> [WORK TO COMPLETE]
Restate word for word each line of the data, starting at the one containing "slab and record the pixel coordinates." and running through the last.

════════

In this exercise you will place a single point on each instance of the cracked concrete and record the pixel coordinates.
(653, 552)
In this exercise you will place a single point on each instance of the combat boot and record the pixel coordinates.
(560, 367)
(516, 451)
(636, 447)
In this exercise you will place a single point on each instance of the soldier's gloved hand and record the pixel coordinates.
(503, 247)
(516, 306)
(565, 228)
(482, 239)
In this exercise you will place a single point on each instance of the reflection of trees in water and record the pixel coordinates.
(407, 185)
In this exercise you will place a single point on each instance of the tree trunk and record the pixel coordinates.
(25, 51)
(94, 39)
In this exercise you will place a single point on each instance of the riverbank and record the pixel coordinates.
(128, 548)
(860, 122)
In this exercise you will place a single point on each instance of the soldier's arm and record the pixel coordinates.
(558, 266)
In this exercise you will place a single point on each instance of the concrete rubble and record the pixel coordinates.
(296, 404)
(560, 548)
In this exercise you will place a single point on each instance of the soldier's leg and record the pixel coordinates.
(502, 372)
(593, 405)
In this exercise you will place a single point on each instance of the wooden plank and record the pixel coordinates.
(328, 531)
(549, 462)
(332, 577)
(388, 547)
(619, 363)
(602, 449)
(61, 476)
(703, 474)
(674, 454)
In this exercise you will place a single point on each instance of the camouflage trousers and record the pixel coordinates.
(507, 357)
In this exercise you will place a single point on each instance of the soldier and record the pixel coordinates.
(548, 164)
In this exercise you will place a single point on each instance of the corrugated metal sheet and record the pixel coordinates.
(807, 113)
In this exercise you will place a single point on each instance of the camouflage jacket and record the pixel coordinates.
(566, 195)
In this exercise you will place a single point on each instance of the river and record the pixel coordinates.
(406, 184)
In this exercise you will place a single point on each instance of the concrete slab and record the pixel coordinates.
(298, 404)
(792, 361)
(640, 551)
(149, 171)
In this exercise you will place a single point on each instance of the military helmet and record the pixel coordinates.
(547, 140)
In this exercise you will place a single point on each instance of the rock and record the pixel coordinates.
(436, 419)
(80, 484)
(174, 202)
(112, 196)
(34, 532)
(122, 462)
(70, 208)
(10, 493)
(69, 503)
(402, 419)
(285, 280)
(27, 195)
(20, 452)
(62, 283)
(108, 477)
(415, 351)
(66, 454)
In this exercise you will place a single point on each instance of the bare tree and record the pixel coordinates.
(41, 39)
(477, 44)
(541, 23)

════════

> [RESPONSE]
In this exercise you will place a single point on each instance of the concrete slab and record the pixel coordinates.
(298, 404)
(792, 361)
(640, 551)
(149, 171)
In this exercise you will place a single point on each instance of the military helmet and record the pixel coordinates.
(547, 140)
In this exercise you will place a single point on each instance of the rock and record the pixel coordinates.
(436, 419)
(80, 484)
(174, 202)
(112, 196)
(34, 532)
(122, 462)
(70, 208)
(10, 493)
(69, 503)
(402, 419)
(285, 280)
(27, 195)
(20, 452)
(62, 283)
(108, 477)
(415, 351)
(66, 454)
In this exercise you will place a single point on each instance of the bare tree and record the pixel coordinates.
(41, 39)
(477, 44)
(541, 23)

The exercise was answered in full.